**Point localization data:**
·····
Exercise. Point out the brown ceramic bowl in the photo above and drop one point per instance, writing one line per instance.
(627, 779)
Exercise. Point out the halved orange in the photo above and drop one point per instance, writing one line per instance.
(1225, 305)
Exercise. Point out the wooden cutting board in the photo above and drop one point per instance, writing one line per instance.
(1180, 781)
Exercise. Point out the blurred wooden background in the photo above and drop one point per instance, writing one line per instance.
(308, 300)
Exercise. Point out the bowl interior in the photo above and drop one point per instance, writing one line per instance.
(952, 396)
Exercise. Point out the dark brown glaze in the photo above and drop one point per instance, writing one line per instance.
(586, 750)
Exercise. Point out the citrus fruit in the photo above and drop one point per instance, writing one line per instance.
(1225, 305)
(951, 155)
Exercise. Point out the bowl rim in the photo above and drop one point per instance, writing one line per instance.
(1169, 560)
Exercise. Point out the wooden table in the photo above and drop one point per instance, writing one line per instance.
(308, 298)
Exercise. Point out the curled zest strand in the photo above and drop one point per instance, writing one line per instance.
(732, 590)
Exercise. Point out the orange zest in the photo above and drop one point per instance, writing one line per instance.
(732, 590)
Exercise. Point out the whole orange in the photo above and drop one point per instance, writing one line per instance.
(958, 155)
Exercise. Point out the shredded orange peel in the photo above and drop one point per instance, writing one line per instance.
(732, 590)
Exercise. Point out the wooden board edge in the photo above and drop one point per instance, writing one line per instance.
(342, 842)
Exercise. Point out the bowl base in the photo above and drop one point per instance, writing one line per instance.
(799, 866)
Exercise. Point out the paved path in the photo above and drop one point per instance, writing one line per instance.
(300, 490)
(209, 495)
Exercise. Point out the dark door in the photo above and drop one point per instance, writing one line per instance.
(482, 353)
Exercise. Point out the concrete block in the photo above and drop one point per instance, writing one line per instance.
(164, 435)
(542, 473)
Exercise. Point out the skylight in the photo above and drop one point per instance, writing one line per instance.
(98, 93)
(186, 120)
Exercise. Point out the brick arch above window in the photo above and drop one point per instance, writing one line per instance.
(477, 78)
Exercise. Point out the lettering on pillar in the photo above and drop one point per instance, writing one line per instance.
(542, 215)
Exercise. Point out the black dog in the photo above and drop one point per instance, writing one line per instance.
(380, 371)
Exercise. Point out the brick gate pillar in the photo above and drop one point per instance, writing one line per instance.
·····
**WHAT YOU WILL DO:** Reproduce the entries exactly, each one as given.

**WRITTEN ANSWER:**
Exercise. Point out the brown ceramic bowl in the photo above and drop one point per instance, writing one line per instance.
(627, 779)
Exercise. Point out the halved orange in the photo above and drop one point per instance, writing one line per instance.
(1225, 305)
Exercise. Point out the wooden cutting board in the photo above and drop one point per instance, writing one line per instance.
(1180, 781)
Exercise. Point out the blurred wooden background in the photo above and drop one point per instance, writing one line per instance.
(308, 300)
Exercise. Point out the bowl interior in the photo above and drop one point per instance, writing one line per instance.
(952, 396)
Exercise. Point out the dark brown glaze in the photo above and drop one point per instance, writing one line per instance.
(586, 750)
Exercise. Point out the citrus fruit in the photo above and drop one point per instance, writing one line per instance.
(1225, 305)
(951, 155)
Exercise. Point out the bowl rim in the photo above and drop one point per instance, writing one line per instance.
(1169, 560)
Exercise. Point out the wooden table in the photo above and drop one point per instance, writing one line per instance.
(308, 298)
Exercise. Point out the curled zest strand in the photo above and drop one point per instance, writing one line per instance.
(732, 590)
Exercise. Point out the orange zest in the photo above and drop one point per instance, writing one line per instance.
(732, 590)
Exercise. Point out the whole orange in the photo above and drop one point per instance, writing one line per instance.
(958, 155)
Exercise. Point out the shredded orange peel in the photo above and drop one point per instance, writing one line per instance.
(732, 590)
Exercise. Point out the wooden board edge in the photo above and drop one point per instance, writing one line per instance.
(342, 842)
Exercise. Point out the bowl base in the photo above and drop one point per instance, writing one line per instance.
(799, 866)
Exercise. Point out the paved path in the photo above and drop one point per instance, writing one line per instance.
(300, 490)
(209, 495)
Exercise. Point out the dark door in the photo above and drop one point per instance, writing one line per instance.
(482, 353)
Exercise. Point out the concrete block in the photo above and drop one point per instance, writing one line per instance.
(164, 435)
(542, 473)
Exercise. Point out the skylight in the photo above and drop one point per instance, writing one line per instance.
(98, 93)
(186, 120)
Exercise. Point out the brick arch above window in the photo above and drop one point per instance, writing one line per instance.
(477, 78)
Exercise. Point out the lettering on pillar in the photo above and drop one point per instance, writing one line per instance.
(542, 215)
Exercise. Point out the black dog in the photo above and drop one point per instance, writing one line per instance.
(380, 371)
Exercise. Point out the brick gate pillar in the photo above and drop one point per instance, writing one line per instance.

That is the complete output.